> YOUR TASK
A word-for-word restatement of all the records is the required answer.

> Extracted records
┄┄┄┄┄┄┄┄┄┄

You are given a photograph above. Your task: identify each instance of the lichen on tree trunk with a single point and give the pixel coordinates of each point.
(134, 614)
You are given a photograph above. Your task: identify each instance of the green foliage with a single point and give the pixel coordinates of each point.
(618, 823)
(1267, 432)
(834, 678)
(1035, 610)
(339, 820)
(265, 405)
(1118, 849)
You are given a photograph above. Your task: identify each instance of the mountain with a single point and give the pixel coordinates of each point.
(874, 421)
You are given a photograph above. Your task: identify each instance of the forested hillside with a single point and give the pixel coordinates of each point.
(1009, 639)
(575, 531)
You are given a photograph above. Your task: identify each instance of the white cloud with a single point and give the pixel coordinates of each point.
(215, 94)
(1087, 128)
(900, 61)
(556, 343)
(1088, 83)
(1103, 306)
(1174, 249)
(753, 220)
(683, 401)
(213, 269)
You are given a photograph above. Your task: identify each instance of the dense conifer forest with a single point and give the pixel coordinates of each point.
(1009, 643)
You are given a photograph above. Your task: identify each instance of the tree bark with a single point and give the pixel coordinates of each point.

┄┄┄┄┄┄┄┄┄┄

> ANSWER BOX
You are given a photograph above. Your task: identify each instance of the lichen on tree trunk with a single point and give the pixel coordinates of each point.
(134, 614)
You are given a photograph above. Your task: identify each instance of the green foliage with a single point and give the pixel coordinates of each point.
(618, 823)
(1267, 432)
(834, 678)
(1035, 610)
(339, 820)
(265, 405)
(1118, 849)
You are given a photograph above. Your task: identify each instance of the mountain with a single point and give the pixel coordinates of each point.
(874, 421)
You are given a photograph above. Your task: identify each instance of the forested hillside with a single point and give the pixel coordinates of each point.
(1009, 639)
(575, 531)
You are given a photograph above. Your task: identify each instance of the white cloud with a single point and give the pixel coordinates of each point.
(215, 94)
(1087, 128)
(900, 61)
(556, 343)
(1088, 83)
(1103, 306)
(1174, 249)
(753, 220)
(683, 401)
(213, 269)
You are given a photograph above. Your task: identify each instance of the dense conifer forest with a single point and give the pixel coordinates of each point.
(1009, 643)
You are given a photograph above. Your task: identify each instance of the tree bark with a single point and give the pixel coordinates of each point.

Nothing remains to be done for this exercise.